## [Task description]
Repeat the listing from its beginning through the line holding "box: [242, 67, 324, 308]", inclusive, leaving the pictures out of your answer.

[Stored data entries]
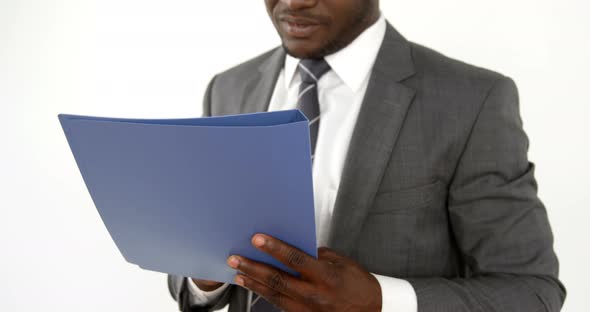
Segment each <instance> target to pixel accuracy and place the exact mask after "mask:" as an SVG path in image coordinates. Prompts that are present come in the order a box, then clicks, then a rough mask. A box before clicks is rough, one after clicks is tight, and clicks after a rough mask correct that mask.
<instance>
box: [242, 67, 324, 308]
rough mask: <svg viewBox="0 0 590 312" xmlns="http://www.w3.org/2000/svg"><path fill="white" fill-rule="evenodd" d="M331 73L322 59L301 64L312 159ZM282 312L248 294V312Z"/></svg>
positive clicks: (301, 83) (313, 152) (302, 104)
mask: <svg viewBox="0 0 590 312" xmlns="http://www.w3.org/2000/svg"><path fill="white" fill-rule="evenodd" d="M328 71H330V65H328V63H327V62H326V61H325V60H324V59H323V58H322V59H303V60H301V61H300V62H299V74H300V75H301V85H300V86H299V96H298V97H297V108H298V109H299V110H301V111H302V112H303V114H304V115H305V117H307V119H308V120H309V138H310V142H311V159H312V160H313V158H314V155H315V145H316V142H317V140H318V130H319V128H320V101H319V99H318V81H319V80H320V78H322V76H323V75H324V74H325V73H327V72H328ZM276 311H280V310H279V309H278V308H276V307H274V306H273V305H272V304H270V303H269V302H268V301H266V300H264V298H262V297H260V296H258V295H256V294H253V293H252V292H249V293H248V309H247V312H276Z"/></svg>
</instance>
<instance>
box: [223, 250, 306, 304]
mask: <svg viewBox="0 0 590 312" xmlns="http://www.w3.org/2000/svg"><path fill="white" fill-rule="evenodd" d="M236 260H237V261H236ZM228 264H229V266H230V267H232V268H234V269H236V270H239V271H240V272H242V273H243V274H244V275H247V276H248V277H250V278H252V279H254V280H256V281H257V282H259V283H261V284H264V285H266V286H267V287H269V288H271V289H273V290H275V291H277V292H280V293H283V294H286V295H287V296H290V297H293V298H298V299H299V298H305V297H307V295H308V294H309V293H311V292H312V290H311V286H310V285H309V284H307V282H304V281H302V280H300V279H298V278H295V277H294V276H292V275H290V274H288V273H286V272H283V271H281V270H279V269H276V268H274V267H273V266H270V265H268V264H265V263H260V262H256V261H253V260H250V259H247V258H244V257H240V256H231V257H230V258H229V259H228Z"/></svg>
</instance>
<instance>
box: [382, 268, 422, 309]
mask: <svg viewBox="0 0 590 312" xmlns="http://www.w3.org/2000/svg"><path fill="white" fill-rule="evenodd" d="M371 274H373V273H371ZM373 276H375V278H377V281H378V282H379V285H380V286H381V311H383V312H389V311H396V312H418V299H417V298H416V291H414V287H412V284H410V282H408V281H406V280H403V279H399V278H393V277H390V276H383V275H378V274H373Z"/></svg>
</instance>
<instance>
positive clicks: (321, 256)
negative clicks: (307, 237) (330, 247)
mask: <svg viewBox="0 0 590 312" xmlns="http://www.w3.org/2000/svg"><path fill="white" fill-rule="evenodd" d="M318 260H320V261H328V262H330V263H334V264H336V263H340V262H342V260H343V257H342V256H341V255H340V254H338V253H337V252H336V251H335V250H333V249H330V248H328V247H320V248H318Z"/></svg>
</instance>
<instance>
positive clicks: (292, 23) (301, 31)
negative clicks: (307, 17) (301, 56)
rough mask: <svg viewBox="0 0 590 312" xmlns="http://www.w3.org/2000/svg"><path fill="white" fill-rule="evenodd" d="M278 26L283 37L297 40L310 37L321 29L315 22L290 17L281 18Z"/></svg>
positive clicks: (312, 20)
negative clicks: (283, 36) (313, 33)
mask: <svg viewBox="0 0 590 312" xmlns="http://www.w3.org/2000/svg"><path fill="white" fill-rule="evenodd" d="M279 25H280V27H281V29H282V31H283V33H284V34H285V35H287V36H289V37H293V38H299V39H302V38H308V37H310V36H311V35H313V33H315V32H316V31H317V30H318V29H319V28H320V27H321V24H320V23H319V22H317V21H315V20H312V19H308V18H301V17H294V16H291V15H286V16H281V17H280V18H279Z"/></svg>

## [Answer to this problem]
Segment each <instance> target to pixel accuracy and place the exact mask after "mask:" as an SVG path in image coordinates. Prompts that are present come in the order a box, then clicks, then a rough mask. A box before clicks is rough, one after clicks is tight, and clicks after a rough mask correct that mask.
<instance>
box: [242, 67, 324, 308]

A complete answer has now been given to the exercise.